→ Page excerpt:
━━━━━━━━
To address this challenge, the Caltech/Southampton team designed both an electronics chip and a photonics chip from the ground up and co-optimized them to work together. The process, from the initial idea to the final test in the lab, took four years to complete, with every design choice impacting both chips.

"We had to optimize the entire system all at the same time, which enabled achieving a superior power efficiency," Hashemi says. "These two chips are literally made for each other, integrated into one another in three dimensions."

The resulting optimized interface between the two chips allows them to transmit 100 gigabits of data per second while producing just 2.4 pico-Joules per transmitted bit. This improves the electro-optical power efficiency of the transmission by a factor of 3.6 compared to the current state-of-the-art. A picojoule is one-trillionth of a Joule, which is defined as the energy released in one second by a current of 1 ampere through a resistance of 1 ohm—or about 0.24 calories.
━━━━━━━━
→ Stored data:

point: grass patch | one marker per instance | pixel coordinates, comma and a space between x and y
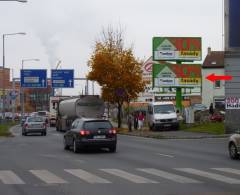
━━━━━━━━
→ Written exercise: Write what comes next in the passage about the co-designed electronics and photonics chips, picking up after its final sentence.

→ Written answer:
"As the world becomes more and more connected, and every device generates more data, it is exciting to show that we can achieve such high data rates while burning a fraction of power compared to the traditional techniques," says Emami.

The paper is titled "A 100Gb/s PAM4 Optical Transmitter in A 3D-Integrated SiPh-CMOS Platform Using Segmented MOSCAP Modulators." Co-authors include Caltech graduate student Minwo Wang (MS '18) as well as Weiwei Zhang, David J. Thomson, Martin Ebert, Li Ke, and Graham T. Reed of the University of Southampton. This research was funded by Rockley Photonics and the U.K. Engineering and Physical Sciences Research Council.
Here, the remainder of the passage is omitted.